AIM
Can you extend the Federal Circuit and Family Court judgment extract below, picking up right after its last line?

EXTRACT PROVIDED
Federal Circuit and Family Court of Australia Act 2021 (Cth) ss 229, 231
Migration Act 1958 (Cth) ss 101, 109, 375A, 438, 438(3).
Cases cited: Alister v The Queen (1984) 154 CLR 404, 469
Assistant Commissioner Condon v Pompano Pty Ltd (2013) 252 CLR 38
Attorney-General (NSW) v Stuart (1994) 34 NSWLR 667
Attorney-General for New South Wales v Chidgey (2008) 182 A Crim R 536
Commissioner of Police v Attorney General for New South Wales [2022] NSWSC 595
Commonwealth v Northern Land Council (1993) 176 CLR 604
Jackson v Wells (1985) 5 FCR 296
Minister for Immigration and Border Protection v SZMTA (2019) 264 CLR 421
Relationships Australia v Pasternak (1996) 20 Fam LR 604
Re Timor Sea Oil and Gas Australia Pty Ltd (in liq) [2020] NSWSC 1832
Sankey v Whitlam (1978) 142 CLR 1
The Australian Statistician v Leighton Contractors Pty Ltd [2008] WASCA 34
Division: Division 2 General Federal Law Number of paragraphs: 53 Date of hearing: 2 October 2024 Place: Parramatta Counsel for the Applicant: Mr Kikkert (Acting on a pro bono basis) Solicitor for the Applicant: Jane Cox (Acting on a pro bono basis) Counsel for the Respondents: Mr Forsaith Solicitor for the First Respondents: Max Plitsch (Australian Government Solicitor) Solicitor for the Second Respondents: Submitting appearance, save as to costs
Table of Corrections 18 October 2024 Added “(Acting on a pro bono basis)” to the appearance details for Mr Kikkert. ORDERS
ADG 501 of 2018 FEDERAL CIRCUIT AND FAMILY COURT OF AUSTRALIA (DIVISION 2)

DATASET CONTENT
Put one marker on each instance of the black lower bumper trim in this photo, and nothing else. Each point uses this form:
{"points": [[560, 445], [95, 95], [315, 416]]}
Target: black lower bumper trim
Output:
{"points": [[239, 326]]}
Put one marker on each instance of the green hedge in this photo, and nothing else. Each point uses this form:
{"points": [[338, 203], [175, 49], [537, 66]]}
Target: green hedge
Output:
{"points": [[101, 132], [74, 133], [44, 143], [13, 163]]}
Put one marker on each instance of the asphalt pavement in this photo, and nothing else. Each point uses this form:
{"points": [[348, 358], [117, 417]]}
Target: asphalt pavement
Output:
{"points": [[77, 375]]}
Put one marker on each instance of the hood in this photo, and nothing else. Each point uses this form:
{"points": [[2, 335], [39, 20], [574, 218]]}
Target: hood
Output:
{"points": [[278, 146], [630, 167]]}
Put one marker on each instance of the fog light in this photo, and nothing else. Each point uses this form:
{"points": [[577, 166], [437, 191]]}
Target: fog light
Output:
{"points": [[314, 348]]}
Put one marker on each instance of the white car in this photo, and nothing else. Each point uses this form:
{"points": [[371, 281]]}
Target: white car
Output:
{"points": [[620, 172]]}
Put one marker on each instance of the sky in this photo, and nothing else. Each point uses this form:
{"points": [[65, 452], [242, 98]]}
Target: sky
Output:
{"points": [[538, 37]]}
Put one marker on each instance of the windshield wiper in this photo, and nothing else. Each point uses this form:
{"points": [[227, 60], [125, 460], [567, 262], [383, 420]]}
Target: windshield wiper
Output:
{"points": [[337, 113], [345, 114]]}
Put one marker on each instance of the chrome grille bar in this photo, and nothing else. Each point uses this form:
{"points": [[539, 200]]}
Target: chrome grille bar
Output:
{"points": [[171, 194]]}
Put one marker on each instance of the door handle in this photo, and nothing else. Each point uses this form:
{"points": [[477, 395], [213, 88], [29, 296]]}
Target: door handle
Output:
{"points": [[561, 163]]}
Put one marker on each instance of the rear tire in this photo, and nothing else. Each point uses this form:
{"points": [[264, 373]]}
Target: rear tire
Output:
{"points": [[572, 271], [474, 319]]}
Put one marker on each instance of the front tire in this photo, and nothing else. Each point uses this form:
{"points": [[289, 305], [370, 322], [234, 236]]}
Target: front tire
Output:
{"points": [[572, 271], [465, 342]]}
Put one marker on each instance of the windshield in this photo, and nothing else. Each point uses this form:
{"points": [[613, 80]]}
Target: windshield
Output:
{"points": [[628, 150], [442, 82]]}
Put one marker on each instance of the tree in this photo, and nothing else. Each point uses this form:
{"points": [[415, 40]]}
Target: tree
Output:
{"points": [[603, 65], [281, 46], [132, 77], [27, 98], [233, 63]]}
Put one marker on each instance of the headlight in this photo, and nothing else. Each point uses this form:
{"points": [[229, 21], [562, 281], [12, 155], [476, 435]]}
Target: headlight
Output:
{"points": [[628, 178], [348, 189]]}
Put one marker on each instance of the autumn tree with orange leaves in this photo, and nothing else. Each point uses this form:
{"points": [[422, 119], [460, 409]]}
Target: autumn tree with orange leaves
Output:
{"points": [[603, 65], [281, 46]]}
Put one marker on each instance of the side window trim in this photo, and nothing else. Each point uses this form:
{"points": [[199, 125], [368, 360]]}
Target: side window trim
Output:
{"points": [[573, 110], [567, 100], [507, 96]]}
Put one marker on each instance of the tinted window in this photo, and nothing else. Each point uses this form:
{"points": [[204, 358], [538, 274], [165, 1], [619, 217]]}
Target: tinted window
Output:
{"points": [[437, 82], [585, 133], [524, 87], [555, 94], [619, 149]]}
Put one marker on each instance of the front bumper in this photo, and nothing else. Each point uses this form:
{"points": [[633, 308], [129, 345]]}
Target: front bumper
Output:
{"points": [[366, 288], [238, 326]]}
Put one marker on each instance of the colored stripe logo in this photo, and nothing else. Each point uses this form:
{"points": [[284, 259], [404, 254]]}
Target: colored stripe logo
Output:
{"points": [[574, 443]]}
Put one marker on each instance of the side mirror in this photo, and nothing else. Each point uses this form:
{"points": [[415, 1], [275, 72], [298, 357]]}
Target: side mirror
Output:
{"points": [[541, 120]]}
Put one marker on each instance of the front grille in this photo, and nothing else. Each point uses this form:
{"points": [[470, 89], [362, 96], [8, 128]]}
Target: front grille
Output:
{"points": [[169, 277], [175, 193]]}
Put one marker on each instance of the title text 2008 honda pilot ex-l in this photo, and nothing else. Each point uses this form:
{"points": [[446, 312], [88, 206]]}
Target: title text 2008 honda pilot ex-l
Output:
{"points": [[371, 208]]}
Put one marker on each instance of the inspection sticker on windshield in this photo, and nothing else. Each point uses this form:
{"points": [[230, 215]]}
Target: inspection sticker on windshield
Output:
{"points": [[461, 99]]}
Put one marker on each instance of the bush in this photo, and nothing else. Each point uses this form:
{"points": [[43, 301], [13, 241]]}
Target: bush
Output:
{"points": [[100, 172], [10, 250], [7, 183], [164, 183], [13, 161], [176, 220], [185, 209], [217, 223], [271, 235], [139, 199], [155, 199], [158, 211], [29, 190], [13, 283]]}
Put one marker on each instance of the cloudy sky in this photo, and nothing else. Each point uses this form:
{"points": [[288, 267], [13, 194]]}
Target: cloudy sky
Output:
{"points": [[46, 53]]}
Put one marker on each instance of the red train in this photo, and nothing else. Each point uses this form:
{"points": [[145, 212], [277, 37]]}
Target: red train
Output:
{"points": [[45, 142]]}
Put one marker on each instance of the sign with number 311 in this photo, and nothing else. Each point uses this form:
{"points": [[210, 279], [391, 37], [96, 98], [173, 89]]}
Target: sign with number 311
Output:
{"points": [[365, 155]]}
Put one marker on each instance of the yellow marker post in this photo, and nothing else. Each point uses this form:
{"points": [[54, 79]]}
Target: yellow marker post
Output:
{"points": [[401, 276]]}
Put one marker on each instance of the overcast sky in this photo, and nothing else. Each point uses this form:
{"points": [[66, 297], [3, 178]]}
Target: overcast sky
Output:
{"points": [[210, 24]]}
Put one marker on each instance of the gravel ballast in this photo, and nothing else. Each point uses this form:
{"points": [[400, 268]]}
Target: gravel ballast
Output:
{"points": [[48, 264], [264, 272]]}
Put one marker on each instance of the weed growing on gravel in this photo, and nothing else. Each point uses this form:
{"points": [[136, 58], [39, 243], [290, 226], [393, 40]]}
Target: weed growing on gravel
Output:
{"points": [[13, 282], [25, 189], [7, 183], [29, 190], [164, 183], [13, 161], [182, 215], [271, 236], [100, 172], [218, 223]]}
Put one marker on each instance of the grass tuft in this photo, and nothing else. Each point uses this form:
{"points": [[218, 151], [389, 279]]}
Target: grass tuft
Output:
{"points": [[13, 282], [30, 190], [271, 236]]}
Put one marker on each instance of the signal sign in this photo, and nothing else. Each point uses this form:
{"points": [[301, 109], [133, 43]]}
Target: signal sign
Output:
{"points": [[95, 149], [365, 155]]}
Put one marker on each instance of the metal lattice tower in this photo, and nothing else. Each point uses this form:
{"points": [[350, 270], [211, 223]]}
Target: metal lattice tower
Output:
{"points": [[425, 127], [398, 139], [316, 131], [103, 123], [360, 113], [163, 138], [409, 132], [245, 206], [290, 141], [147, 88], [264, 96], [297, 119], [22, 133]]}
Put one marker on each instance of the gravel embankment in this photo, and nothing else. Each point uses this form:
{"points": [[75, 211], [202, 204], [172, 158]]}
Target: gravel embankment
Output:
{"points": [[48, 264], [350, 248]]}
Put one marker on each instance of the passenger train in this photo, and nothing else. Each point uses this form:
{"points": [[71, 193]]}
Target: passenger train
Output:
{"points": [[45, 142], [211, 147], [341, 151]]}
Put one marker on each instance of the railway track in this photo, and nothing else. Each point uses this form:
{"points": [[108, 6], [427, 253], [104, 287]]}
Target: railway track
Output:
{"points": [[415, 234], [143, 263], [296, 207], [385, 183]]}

THE OUTPUT
BETWEEN: EEF16
Applicant
AND: MINISTER FOR IMMIGRATION, CITIZENSHIP AND MULTICULTURAL AFFAIRS
First Respondent
ADMINISTRATIVE APPEALS TRIBUNAL
Second Respondent
ORDER MADE BY:
JUDGE D HUMPHREYS
DATE OF ORDER:
11 OCTOBER 2024
THE COURT ORDERS THAT:
1.The Applicant’s application for access to the redacted content in the section 438 notifications is refused.
2.The claim for Public Interest Immunity by the First Respondent is upheld.
Note: The form of the order is subject to the entry in the Court’s records.
Note: The Court may vary or set aside a judgment or order to remedy minor typographical or grammatical errors (r 17.05(2)(g) Federal Circuit and Family Court of Australia (Division 2) (General Federal Law) Rules 2021 (Cth)), or to record a variation to the order pursuant to r 17.05 Federal Circuit and Family Court of Australia (Division 2) (General Federal Law) Rules 2021 (Cth).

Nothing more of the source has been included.